_Work to complete_. The records that follow are to be transcribed exactly.

*** Begin section ***

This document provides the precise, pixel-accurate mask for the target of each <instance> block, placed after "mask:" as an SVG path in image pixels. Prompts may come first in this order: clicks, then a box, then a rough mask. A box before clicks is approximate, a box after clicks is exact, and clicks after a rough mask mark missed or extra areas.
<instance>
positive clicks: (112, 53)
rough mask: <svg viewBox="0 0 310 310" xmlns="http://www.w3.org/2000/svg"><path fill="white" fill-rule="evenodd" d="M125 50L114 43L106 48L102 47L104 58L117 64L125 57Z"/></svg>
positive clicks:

*** End section ***

_Response area_.
This document provides the precise, pixel-accurate mask for the target of each <instance> block, placed after "mask:" as an SVG path in image pixels. Prompts may come first in this order: clicks, then a box, then a rough mask. A box before clicks is approximate, a box after clicks is exact, and clicks after a rough mask mark missed or extra areas.
<instance>
positive clicks: (112, 53)
rough mask: <svg viewBox="0 0 310 310" xmlns="http://www.w3.org/2000/svg"><path fill="white" fill-rule="evenodd" d="M125 50L114 43L106 48L102 47L104 58L117 64L125 57Z"/></svg>
positive clicks:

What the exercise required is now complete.